> WHAT TO DO
Reproduce every item below verbatim, line for line.

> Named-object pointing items
[BEGIN]
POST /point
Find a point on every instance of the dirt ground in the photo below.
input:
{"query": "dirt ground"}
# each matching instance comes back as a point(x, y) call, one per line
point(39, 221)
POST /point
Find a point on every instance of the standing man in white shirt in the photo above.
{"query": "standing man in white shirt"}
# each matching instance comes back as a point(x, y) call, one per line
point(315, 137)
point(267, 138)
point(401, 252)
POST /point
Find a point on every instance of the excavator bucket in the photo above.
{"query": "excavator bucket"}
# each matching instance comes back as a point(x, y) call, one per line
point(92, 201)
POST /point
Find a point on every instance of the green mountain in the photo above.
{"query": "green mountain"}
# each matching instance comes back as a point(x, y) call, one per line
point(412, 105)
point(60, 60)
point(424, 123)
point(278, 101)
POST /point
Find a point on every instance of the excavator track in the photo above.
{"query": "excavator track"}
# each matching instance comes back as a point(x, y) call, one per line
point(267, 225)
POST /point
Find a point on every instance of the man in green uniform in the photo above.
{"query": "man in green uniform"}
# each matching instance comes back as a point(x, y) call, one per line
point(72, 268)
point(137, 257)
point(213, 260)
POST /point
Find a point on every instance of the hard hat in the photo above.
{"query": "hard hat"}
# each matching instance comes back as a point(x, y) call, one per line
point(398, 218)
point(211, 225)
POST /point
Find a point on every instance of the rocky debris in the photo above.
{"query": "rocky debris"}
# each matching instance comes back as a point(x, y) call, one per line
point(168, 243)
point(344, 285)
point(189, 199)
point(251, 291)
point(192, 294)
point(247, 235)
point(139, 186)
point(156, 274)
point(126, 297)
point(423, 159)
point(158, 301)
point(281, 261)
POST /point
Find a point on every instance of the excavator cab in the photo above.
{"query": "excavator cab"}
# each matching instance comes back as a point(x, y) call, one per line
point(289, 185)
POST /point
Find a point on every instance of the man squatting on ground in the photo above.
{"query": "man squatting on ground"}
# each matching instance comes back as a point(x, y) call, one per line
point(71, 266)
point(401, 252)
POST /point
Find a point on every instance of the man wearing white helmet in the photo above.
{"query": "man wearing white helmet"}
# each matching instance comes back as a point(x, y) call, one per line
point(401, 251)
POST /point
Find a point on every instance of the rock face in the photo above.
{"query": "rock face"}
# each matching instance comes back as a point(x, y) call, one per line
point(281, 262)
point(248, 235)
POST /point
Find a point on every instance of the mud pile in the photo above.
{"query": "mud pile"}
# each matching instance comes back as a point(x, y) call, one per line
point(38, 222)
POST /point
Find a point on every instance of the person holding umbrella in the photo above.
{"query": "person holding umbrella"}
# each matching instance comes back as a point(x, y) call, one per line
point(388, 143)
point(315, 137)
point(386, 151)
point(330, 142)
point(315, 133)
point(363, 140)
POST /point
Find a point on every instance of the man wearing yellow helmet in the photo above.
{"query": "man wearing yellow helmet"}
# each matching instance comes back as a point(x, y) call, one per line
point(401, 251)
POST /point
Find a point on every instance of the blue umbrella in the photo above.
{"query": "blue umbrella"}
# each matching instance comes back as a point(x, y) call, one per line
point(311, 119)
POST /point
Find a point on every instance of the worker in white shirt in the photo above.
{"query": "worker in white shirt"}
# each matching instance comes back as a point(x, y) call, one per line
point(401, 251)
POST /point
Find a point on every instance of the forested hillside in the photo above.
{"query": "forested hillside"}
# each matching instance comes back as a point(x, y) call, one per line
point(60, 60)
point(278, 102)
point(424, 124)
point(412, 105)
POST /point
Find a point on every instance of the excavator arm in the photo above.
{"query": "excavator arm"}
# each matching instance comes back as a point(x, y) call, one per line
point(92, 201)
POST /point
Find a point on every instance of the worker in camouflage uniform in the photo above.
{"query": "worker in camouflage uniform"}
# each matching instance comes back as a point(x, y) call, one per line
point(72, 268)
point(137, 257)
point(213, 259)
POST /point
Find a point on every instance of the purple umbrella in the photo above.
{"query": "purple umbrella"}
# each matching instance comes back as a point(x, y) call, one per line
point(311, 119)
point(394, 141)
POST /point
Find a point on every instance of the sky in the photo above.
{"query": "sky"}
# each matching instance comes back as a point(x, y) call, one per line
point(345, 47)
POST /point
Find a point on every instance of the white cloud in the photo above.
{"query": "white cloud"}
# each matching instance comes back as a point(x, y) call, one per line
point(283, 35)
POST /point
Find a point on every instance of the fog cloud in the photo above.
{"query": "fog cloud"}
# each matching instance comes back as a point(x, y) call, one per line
[END]
> RESULT OF THIS TASK
POST /point
Find a point on every instance of the dirt ground in the photo below.
input:
{"query": "dirt ground"}
# each matching instance comes back as a point(x, y) call, one per line
point(39, 221)
POST /point
Find a point on every instance of the standing man in white shirt in the photo above.
{"query": "standing man in white shirt"}
# each matching instance comes back as a point(x, y) call, one per line
point(315, 137)
point(267, 138)
point(401, 252)
POST /point
Find a point on every instance of the excavator bucket in the photo above.
{"query": "excavator bucket"}
# each matching instance comes back as a point(x, y) call, one per line
point(92, 201)
POST /point
Find a point on every instance of the green mountain in the photo above.
{"query": "green mountain"}
# each matching instance comes back as a point(x, y) call, one per line
point(412, 105)
point(60, 60)
point(424, 123)
point(278, 101)
POST /point
Find a point on every instance of the excavator track in the photo above.
{"query": "excavator track"}
# each matching instance comes back as a point(x, y) call, one per line
point(267, 225)
POST /point
Find a point on every instance of the man in green uniform in the photo above.
{"query": "man in green uniform"}
# each matching instance comes back as a point(x, y) call, one per line
point(72, 268)
point(137, 257)
point(213, 260)
POST /point
Find a point on every instance of the hard hat in the photo above.
{"query": "hard hat"}
# each matching instance comes back as a point(x, y) call, one per line
point(398, 218)
point(211, 225)
POST /point
Find a point on every instance of the rocky debris in the photo above.
{"query": "rocky debris"}
# each matching instance comes back as a point(x, y) call, one per line
point(168, 243)
point(344, 285)
point(189, 199)
point(251, 291)
point(192, 294)
point(247, 235)
point(139, 186)
point(156, 274)
point(126, 297)
point(423, 159)
point(158, 301)
point(281, 261)
POST /point
Find a point on every instance of the excavator cab in the photo above.
{"query": "excavator cab"}
# each matching instance comes back as a point(x, y) call, one per line
point(289, 185)
POST /point
Find a point on every instance of the man squatting on ground in the photo above.
{"query": "man squatting on ground"}
# each matching instance comes back as a point(x, y) call, one per line
point(71, 266)
point(401, 252)
POST /point
Find a point on every instance of the man wearing white helmet in the photo above.
{"query": "man wearing white helmet"}
# each matching instance comes back as a point(x, y) call, one per line
point(401, 251)
POST /point
Find a point on every instance of the rock face in the photo above.
{"query": "rock face"}
# each matching instance comes back as a point(x, y) call, one per line
point(281, 262)
point(248, 235)
POST /point
Find a point on every instance of the mud pile in the photo above.
{"query": "mud pile"}
# each matching instance comes back as a point(x, y) call, one per line
point(38, 222)
POST /point
Find a point on every instance of the person holding umbrella in the photo above.
{"query": "person holding umbrella"}
# each matching instance comes back as a point(x, y) call, one per line
point(388, 143)
point(315, 137)
point(386, 151)
point(330, 142)
point(315, 133)
point(363, 140)
POST /point
Find a point on every instance of the man wearing yellow helmet in the photo above.
{"query": "man wearing yellow helmet"}
# each matching instance comes back as a point(x, y) call, one per line
point(401, 251)
POST /point
Find a point on every instance of the blue umbrella in the photo above.
{"query": "blue umbrella"}
# each matching instance comes back as a point(x, y) call, one per line
point(311, 119)
POST /point
Find a point on every instance of the worker in white shirt in the photo above.
{"query": "worker in white shirt"}
# each matching instance comes back as a point(x, y) call, one per line
point(401, 251)
POST /point
Find a point on every instance of the forested hillside in the photo above.
{"query": "forested hillside"}
# each matching instance comes back as a point(x, y) call, one per line
point(60, 60)
point(278, 102)
point(424, 124)
point(412, 105)
POST /point
Find a point on every instance of the excavator arm in the photo above.
{"query": "excavator arm"}
# each matching instance comes back as a point(x, y) call, one per line
point(92, 201)
POST /point
Find a point on every instance of the worker in camouflage uniform in the photo above.
{"query": "worker in camouflage uniform"}
# each matching instance comes back as a point(x, y) call, one per line
point(72, 268)
point(137, 257)
point(213, 259)
POST /point
Find a point on every instance of the purple umbrella in the photo above.
{"query": "purple umbrella"}
# each matching instance comes back as a point(x, y) call, one per line
point(311, 119)
point(394, 141)
POST /point
Find a point on every instance of the sky in the photo above.
{"query": "sky"}
# each matching instance comes back as a point(x, y) call, one per line
point(345, 47)
POST /point
Find a point on every instance of the white cloud in the photo above.
{"query": "white cloud"}
# each matching instance comes back as a point(x, y) call, one per line
point(283, 35)
POST /point
Find a point on every instance of the fog cloud in the photo above.
{"query": "fog cloud"}
# each matching instance comes back as a point(x, y) call, one per line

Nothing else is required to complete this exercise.